**Work to be completed**
Below are the records; reproduce all of them exactly but without any images.

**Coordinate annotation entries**

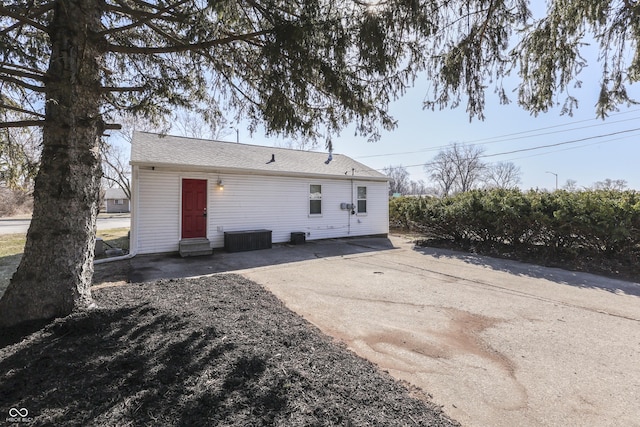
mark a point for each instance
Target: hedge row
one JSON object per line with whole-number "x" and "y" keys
{"x": 600, "y": 221}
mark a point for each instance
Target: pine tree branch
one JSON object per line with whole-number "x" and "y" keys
{"x": 122, "y": 89}
{"x": 152, "y": 50}
{"x": 20, "y": 83}
{"x": 38, "y": 77}
{"x": 21, "y": 110}
{"x": 143, "y": 17}
{"x": 22, "y": 124}
{"x": 25, "y": 20}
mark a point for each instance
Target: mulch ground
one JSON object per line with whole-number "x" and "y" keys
{"x": 209, "y": 351}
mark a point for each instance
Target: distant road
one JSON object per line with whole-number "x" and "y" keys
{"x": 13, "y": 226}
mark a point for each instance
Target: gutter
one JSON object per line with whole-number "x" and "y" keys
{"x": 133, "y": 228}
{"x": 115, "y": 258}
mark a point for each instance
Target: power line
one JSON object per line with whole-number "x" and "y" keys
{"x": 506, "y": 137}
{"x": 560, "y": 143}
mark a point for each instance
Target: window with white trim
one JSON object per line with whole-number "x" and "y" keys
{"x": 362, "y": 199}
{"x": 315, "y": 199}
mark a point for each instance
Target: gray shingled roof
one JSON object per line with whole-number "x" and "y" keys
{"x": 149, "y": 149}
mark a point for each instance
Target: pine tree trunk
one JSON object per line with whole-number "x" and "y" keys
{"x": 54, "y": 275}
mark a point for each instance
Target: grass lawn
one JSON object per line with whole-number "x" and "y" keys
{"x": 12, "y": 247}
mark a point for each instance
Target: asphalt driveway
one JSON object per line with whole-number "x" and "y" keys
{"x": 497, "y": 343}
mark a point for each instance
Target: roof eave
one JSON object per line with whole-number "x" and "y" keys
{"x": 244, "y": 171}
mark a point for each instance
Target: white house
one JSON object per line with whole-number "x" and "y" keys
{"x": 115, "y": 201}
{"x": 187, "y": 189}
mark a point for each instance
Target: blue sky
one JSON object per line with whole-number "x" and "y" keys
{"x": 422, "y": 133}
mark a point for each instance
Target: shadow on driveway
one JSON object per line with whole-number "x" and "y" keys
{"x": 557, "y": 275}
{"x": 146, "y": 268}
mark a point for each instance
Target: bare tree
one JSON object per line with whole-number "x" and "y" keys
{"x": 458, "y": 168}
{"x": 418, "y": 188}
{"x": 442, "y": 172}
{"x": 19, "y": 158}
{"x": 398, "y": 179}
{"x": 503, "y": 175}
{"x": 570, "y": 185}
{"x": 116, "y": 170}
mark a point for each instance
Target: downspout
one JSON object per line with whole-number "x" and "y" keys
{"x": 133, "y": 226}
{"x": 350, "y": 210}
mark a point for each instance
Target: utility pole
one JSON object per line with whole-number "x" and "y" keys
{"x": 553, "y": 173}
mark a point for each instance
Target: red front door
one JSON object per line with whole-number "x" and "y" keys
{"x": 194, "y": 208}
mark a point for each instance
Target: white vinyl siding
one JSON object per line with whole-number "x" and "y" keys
{"x": 158, "y": 212}
{"x": 361, "y": 194}
{"x": 251, "y": 202}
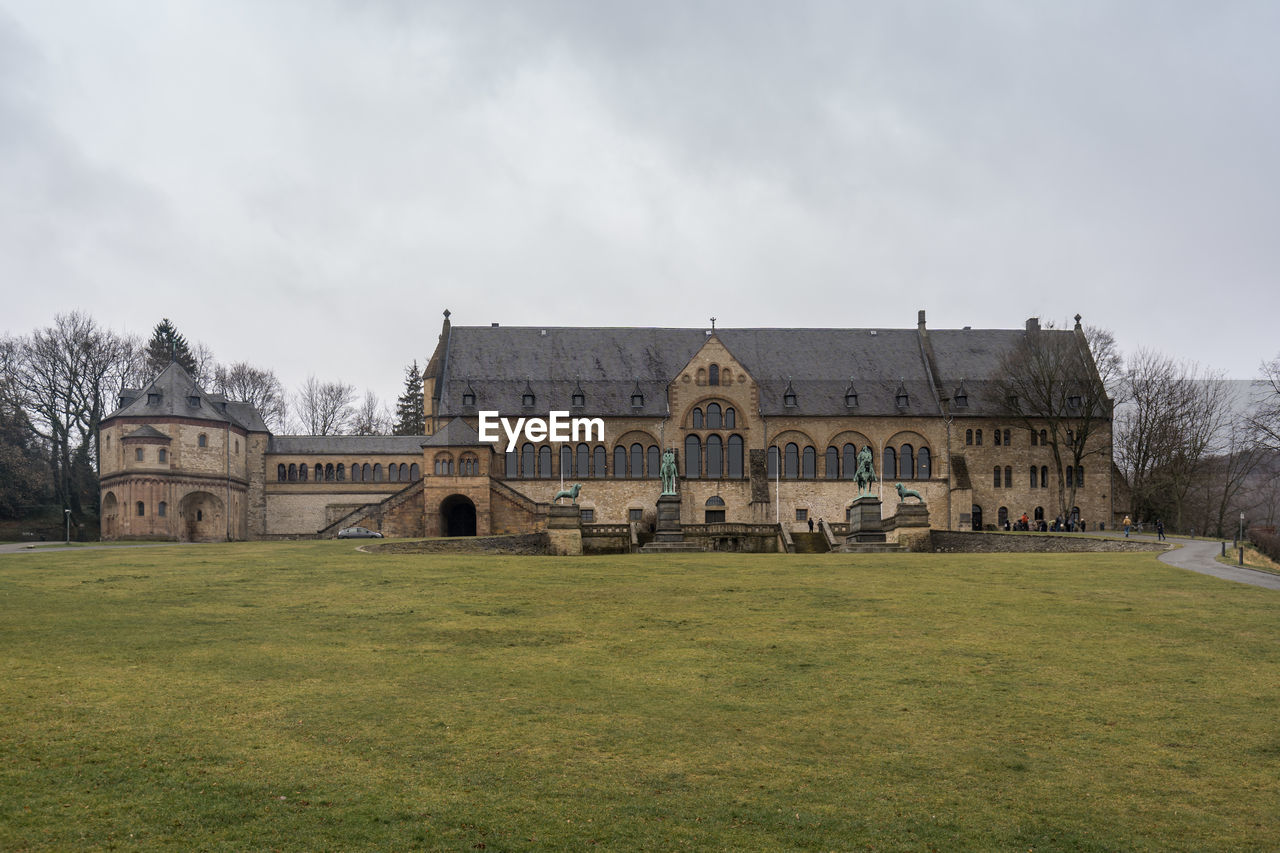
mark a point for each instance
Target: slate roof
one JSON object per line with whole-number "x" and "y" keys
{"x": 498, "y": 364}
{"x": 336, "y": 445}
{"x": 174, "y": 388}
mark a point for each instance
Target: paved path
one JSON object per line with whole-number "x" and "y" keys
{"x": 1200, "y": 555}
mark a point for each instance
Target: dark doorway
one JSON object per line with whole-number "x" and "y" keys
{"x": 458, "y": 516}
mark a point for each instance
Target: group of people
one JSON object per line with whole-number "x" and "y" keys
{"x": 1129, "y": 525}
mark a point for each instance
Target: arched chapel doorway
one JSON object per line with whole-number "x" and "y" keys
{"x": 457, "y": 516}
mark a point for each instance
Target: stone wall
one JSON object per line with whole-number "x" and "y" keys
{"x": 965, "y": 542}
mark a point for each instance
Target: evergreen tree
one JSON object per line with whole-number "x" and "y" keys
{"x": 410, "y": 419}
{"x": 168, "y": 345}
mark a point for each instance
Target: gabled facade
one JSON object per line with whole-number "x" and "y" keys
{"x": 766, "y": 425}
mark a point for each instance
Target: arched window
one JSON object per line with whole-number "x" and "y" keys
{"x": 714, "y": 456}
{"x": 693, "y": 457}
{"x": 791, "y": 461}
{"x": 735, "y": 455}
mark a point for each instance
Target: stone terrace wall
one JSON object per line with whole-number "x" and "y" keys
{"x": 964, "y": 542}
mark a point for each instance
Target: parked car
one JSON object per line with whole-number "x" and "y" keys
{"x": 359, "y": 533}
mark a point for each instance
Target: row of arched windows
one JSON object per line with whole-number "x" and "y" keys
{"x": 359, "y": 473}
{"x": 905, "y": 463}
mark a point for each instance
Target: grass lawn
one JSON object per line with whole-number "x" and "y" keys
{"x": 307, "y": 697}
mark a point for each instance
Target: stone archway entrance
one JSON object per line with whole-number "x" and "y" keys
{"x": 457, "y": 516}
{"x": 201, "y": 518}
{"x": 110, "y": 516}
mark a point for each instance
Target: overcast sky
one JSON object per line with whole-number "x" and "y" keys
{"x": 307, "y": 186}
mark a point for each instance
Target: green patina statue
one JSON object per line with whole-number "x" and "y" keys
{"x": 668, "y": 471}
{"x": 865, "y": 475}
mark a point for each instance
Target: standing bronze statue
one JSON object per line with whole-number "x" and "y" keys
{"x": 668, "y": 471}
{"x": 865, "y": 475}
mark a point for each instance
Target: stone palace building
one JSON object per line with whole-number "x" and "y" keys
{"x": 766, "y": 425}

**Full solution**
mark a point for each instance
Target: hedge row
one JSON object per line with whole-number "x" and "y" keys
{"x": 600, "y": 221}
mark a point for each instance
Target: pine tree branch
one JSON object per line with whole-number "x" and "y" keys
{"x": 122, "y": 89}
{"x": 152, "y": 50}
{"x": 20, "y": 83}
{"x": 38, "y": 77}
{"x": 21, "y": 110}
{"x": 143, "y": 17}
{"x": 22, "y": 124}
{"x": 25, "y": 20}
mark a point for each instance
Target: mulch ground
one JSON object per line with whole-number "x" and "y" keys
{"x": 209, "y": 351}
mark a point for each instance
Target: distant road
one JSON object per line with whole-number "x" and "y" keys
{"x": 13, "y": 226}
mark a point for each instance
Target: gutter
one JSON object per line with whole-number "x" and "y" keys
{"x": 133, "y": 228}
{"x": 115, "y": 258}
mark a point for each instance
Target: power line
one JSON object per line with whole-number "x" and "y" keys
{"x": 506, "y": 137}
{"x": 560, "y": 143}
mark a point for each instance
Target: window with white trim
one JSON object per line with whole-number "x" and "y" keys
{"x": 362, "y": 199}
{"x": 315, "y": 199}
mark a point for each instance
Target: gray shingled roof
one JSON object per line with whole-number "x" and "y" keys
{"x": 149, "y": 149}
mark a point for each instance
Target: pine tree trunk
one JSON object per line with whole-number "x" and "y" keys
{"x": 54, "y": 275}
mark a point for each instance
Target: grass lawn
one JSON object per line with whole-number "x" and "y" keys
{"x": 12, "y": 247}
mark a point for each instance
Target: asphalt driveway
one JSON object per line with whole-number "x" and "y" keys
{"x": 497, "y": 343}
mark a point for each instance
Target: roof eave
one JSON object per line with whole-number "x" and "y" keys
{"x": 244, "y": 171}
mark a point for each instance
Target: white house
one JSON object per line with whole-number "x" and "y" keys
{"x": 115, "y": 201}
{"x": 187, "y": 189}
mark a point for each instance
Target: blue sky
one JSON object per line with whole-number "x" and "y" keys
{"x": 422, "y": 133}
mark a point for each instance
Target: shadow on driveway
one JSON object per line with whole-number "x" and "y" keys
{"x": 557, "y": 275}
{"x": 146, "y": 268}
mark a point for each instance
Target: bare tree
one JSON object per line with whole-number "x" and "y" keys
{"x": 458, "y": 168}
{"x": 418, "y": 188}
{"x": 442, "y": 172}
{"x": 19, "y": 158}
{"x": 398, "y": 179}
{"x": 503, "y": 175}
{"x": 570, "y": 185}
{"x": 116, "y": 170}
mark a point for each instance
Target: downspout
one JSON object per line with whole-number "x" and "y" keys
{"x": 133, "y": 226}
{"x": 350, "y": 210}
mark a point for each instance
Target: utility pole
one JSON object per line with whole-number "x" and "y" keys
{"x": 553, "y": 173}
mark a point for each instance
Target: red front door
one JSON object per line with whole-number "x" and "y" keys
{"x": 194, "y": 208}
mark a point for each instance
Target: white vinyl siding
one JSON object per line with whole-number "x" and "y" keys
{"x": 158, "y": 212}
{"x": 361, "y": 194}
{"x": 251, "y": 202}
mark a point for each instance
Target: slate roof
one JSON object per line with whole-number "x" and "y" keys
{"x": 498, "y": 364}
{"x": 336, "y": 445}
{"x": 174, "y": 388}
mark a point for each instance
Target: paved path
one JSON object per line with whole-number "x" and "y" keys
{"x": 1200, "y": 555}
mark a point for each instance
Target: dark doorway
one JSON object per line with whole-number "x" and "y" keys
{"x": 458, "y": 516}
mark a point for each instance
Target: group of people
one JSON object per line with whole-number "x" and "y" keys
{"x": 1129, "y": 525}
mark a point for each instance
Target: arched chapel doorway
one JSON object per line with whole-number "x" and "y" keys
{"x": 457, "y": 516}
mark a point for each instance
Target: stone wall
one JSON object per line with whole-number "x" and "y" keys
{"x": 965, "y": 542}
mark a point for each instance
Target: evergreen tree
one JSON object per line with whole-number "x" and "y" keys
{"x": 410, "y": 419}
{"x": 168, "y": 345}
mark a point for each instance
Target: gabled facade
one JSON object per line with whole-number "x" and "y" keys
{"x": 766, "y": 425}
mark a point for each instance
Target: arched window
one JSON object per line with whole-number "x" and "y" keys
{"x": 714, "y": 456}
{"x": 693, "y": 457}
{"x": 791, "y": 461}
{"x": 735, "y": 455}
mark a point for each instance
Target: stone terrace wall
one JSON object per line with whole-number "x" and "y" keys
{"x": 964, "y": 542}
mark a point for each instance
Target: parked car
one JSON object per line with whole-number "x" and "y" keys
{"x": 359, "y": 533}
mark a point for each instance
Target: row of arched windows
one JSON object per line with whole-number "x" and "y" keys
{"x": 359, "y": 473}
{"x": 905, "y": 463}
mark a point for each instance
Target: grass lawn
one JSON object per line with whole-number "x" and "y" keys
{"x": 307, "y": 697}
mark a point for each instance
Target: stone archway entrance
one JSON object per line with whole-number "x" and "y" keys
{"x": 457, "y": 516}
{"x": 201, "y": 518}
{"x": 110, "y": 516}
mark a point for each instance
Target: overcast sky
one JSON object per line with whole-number "x" and "y" keys
{"x": 307, "y": 186}
mark a point for each instance
Target: green patina statue
one JSON object per line with whole-number "x" and "y" keys
{"x": 668, "y": 471}
{"x": 865, "y": 475}
mark a point for each instance
Target: standing bronze statue
one JSON object per line with whole-number "x" and "y" keys
{"x": 668, "y": 471}
{"x": 865, "y": 475}
mark a point for each instance
Target: stone palace building
one JSON object per line with whole-number "x" and "y" keys
{"x": 766, "y": 425}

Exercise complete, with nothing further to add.